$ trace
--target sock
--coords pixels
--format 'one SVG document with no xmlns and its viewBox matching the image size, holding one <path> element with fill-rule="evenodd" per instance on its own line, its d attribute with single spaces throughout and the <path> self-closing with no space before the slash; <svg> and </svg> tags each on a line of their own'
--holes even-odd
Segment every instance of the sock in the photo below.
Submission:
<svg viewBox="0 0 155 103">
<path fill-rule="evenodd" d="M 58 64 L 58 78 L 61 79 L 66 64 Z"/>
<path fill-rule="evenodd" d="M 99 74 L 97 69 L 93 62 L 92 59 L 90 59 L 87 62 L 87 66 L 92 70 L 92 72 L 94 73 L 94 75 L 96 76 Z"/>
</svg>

--*--

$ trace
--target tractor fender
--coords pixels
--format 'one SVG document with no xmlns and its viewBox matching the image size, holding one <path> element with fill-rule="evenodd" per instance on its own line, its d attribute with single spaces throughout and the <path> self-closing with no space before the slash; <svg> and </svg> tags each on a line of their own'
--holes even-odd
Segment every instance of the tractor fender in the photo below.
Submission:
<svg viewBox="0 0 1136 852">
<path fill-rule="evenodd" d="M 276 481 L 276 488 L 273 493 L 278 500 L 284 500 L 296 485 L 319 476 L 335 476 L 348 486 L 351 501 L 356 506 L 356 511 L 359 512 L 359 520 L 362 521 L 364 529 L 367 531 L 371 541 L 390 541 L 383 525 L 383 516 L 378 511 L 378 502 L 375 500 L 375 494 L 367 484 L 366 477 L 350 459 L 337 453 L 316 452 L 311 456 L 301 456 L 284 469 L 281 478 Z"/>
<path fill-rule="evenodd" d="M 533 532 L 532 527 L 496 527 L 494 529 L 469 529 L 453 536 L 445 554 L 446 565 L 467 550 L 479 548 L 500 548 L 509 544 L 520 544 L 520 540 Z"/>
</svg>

--*--

Find every line in the records above that contains the string "sock" and copy each one out in full, treating uppercase and lowercase as different.

◆ **Reply to the task**
--target sock
Segment every instance of the sock in the photo below.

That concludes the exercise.